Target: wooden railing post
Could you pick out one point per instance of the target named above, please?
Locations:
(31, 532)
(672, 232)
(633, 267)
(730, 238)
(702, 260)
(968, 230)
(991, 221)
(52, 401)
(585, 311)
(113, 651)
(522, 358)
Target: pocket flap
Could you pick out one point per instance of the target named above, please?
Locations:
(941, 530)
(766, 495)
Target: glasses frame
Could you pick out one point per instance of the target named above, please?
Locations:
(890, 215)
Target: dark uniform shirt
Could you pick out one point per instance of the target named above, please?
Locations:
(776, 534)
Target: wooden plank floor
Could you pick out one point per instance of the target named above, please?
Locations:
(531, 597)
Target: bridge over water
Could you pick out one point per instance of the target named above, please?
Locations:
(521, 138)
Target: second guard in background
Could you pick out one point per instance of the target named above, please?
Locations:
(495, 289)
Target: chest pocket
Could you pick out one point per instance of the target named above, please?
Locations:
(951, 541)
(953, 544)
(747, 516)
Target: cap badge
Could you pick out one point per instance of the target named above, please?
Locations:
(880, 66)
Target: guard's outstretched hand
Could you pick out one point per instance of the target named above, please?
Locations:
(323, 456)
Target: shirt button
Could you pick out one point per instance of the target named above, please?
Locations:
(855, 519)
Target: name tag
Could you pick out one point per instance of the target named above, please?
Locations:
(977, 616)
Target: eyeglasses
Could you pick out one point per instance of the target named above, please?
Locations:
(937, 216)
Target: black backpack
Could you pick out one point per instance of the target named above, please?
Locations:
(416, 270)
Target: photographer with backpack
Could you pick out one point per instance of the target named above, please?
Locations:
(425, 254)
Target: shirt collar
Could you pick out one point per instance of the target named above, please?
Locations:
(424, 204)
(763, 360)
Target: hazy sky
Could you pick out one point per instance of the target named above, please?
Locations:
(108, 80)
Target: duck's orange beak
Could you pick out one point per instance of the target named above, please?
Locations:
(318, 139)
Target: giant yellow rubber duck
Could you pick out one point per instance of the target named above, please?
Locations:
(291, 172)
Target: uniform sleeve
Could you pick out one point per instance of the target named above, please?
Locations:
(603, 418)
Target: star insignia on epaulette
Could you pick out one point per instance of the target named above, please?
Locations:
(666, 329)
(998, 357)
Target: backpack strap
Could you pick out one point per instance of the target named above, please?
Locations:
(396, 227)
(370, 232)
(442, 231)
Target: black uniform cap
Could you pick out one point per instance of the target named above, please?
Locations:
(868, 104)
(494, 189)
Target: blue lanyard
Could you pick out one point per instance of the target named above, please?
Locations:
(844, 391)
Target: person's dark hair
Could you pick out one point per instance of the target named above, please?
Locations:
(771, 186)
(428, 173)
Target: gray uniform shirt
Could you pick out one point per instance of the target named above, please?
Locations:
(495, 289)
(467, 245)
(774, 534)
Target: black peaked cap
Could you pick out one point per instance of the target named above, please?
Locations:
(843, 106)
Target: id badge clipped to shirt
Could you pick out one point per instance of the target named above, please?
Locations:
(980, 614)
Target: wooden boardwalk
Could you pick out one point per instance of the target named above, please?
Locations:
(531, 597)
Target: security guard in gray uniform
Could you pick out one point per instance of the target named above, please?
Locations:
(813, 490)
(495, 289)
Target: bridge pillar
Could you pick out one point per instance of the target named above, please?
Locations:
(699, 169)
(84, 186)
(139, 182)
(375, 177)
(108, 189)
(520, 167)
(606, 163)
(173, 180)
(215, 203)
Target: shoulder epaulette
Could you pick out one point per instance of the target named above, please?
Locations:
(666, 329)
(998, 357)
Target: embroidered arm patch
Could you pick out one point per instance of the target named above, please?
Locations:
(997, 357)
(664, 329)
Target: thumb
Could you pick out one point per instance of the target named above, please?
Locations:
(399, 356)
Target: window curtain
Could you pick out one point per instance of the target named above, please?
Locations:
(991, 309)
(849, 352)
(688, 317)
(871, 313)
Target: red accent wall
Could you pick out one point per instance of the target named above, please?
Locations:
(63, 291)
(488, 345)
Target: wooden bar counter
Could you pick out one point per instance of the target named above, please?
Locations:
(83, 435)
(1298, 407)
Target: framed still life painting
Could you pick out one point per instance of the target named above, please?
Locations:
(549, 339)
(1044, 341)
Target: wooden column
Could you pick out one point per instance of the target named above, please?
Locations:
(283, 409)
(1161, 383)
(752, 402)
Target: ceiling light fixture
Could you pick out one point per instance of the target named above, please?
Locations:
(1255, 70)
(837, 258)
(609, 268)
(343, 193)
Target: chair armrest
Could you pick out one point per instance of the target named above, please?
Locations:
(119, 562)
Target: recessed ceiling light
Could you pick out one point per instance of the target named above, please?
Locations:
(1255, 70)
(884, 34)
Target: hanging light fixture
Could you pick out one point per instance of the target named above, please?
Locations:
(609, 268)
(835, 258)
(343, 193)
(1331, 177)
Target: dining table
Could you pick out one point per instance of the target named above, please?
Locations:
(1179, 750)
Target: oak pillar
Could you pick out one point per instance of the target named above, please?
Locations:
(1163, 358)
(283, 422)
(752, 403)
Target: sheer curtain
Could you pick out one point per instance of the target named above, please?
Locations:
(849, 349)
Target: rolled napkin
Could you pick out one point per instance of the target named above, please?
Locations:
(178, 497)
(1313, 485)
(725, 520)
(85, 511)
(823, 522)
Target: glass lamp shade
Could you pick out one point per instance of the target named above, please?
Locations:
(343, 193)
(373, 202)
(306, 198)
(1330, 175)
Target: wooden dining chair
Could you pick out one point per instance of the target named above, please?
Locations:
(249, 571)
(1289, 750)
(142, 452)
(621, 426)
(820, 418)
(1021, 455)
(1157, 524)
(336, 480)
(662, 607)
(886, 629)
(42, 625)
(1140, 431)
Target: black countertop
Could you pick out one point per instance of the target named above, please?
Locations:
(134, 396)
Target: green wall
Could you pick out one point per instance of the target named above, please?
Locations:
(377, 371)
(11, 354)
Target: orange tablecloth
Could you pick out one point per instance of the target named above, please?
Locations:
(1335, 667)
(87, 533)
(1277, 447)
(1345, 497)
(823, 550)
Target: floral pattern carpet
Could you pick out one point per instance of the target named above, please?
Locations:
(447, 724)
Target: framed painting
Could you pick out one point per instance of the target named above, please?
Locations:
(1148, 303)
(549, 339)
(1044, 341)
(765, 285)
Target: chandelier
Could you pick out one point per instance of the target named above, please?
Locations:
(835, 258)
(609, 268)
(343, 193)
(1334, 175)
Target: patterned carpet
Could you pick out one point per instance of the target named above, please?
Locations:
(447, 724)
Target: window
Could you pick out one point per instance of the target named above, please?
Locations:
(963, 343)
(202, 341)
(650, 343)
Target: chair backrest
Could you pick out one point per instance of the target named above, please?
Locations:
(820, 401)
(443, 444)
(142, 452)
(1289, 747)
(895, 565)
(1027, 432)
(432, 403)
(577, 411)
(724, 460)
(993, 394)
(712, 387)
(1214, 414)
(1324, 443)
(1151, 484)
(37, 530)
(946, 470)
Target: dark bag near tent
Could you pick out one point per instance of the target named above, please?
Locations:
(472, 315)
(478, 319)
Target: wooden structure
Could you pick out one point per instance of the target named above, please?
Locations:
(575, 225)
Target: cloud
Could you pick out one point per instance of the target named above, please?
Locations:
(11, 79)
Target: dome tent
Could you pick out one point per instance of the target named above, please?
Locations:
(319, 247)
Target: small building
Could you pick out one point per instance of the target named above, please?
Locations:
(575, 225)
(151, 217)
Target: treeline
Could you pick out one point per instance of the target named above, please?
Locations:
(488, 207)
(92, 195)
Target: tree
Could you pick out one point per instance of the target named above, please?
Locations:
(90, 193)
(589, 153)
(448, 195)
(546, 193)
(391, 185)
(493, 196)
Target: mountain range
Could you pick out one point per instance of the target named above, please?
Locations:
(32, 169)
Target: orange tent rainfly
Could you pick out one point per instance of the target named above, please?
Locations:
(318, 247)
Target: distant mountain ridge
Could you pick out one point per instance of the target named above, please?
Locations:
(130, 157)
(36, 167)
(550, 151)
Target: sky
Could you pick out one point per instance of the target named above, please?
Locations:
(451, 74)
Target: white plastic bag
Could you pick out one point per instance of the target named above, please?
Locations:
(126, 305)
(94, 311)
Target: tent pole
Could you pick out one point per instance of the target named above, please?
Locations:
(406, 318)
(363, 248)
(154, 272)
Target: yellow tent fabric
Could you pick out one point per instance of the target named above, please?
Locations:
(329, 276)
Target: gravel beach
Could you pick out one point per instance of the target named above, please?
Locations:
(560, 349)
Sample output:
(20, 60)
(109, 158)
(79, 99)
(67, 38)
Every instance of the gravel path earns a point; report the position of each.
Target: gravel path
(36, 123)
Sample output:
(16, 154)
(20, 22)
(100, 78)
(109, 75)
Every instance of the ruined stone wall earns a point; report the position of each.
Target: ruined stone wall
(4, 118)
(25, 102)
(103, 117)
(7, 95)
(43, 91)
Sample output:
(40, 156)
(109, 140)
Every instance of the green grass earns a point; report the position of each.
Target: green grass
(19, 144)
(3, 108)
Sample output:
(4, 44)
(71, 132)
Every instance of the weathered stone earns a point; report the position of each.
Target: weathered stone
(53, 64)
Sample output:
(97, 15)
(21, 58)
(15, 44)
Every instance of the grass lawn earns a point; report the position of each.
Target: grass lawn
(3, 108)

_ _ _ _ _ _ _

* _TRY IT_:
Across the listing above, tally the lines that include "bridge". Only the total is wanted.

* _TASK SOLUTION_:
2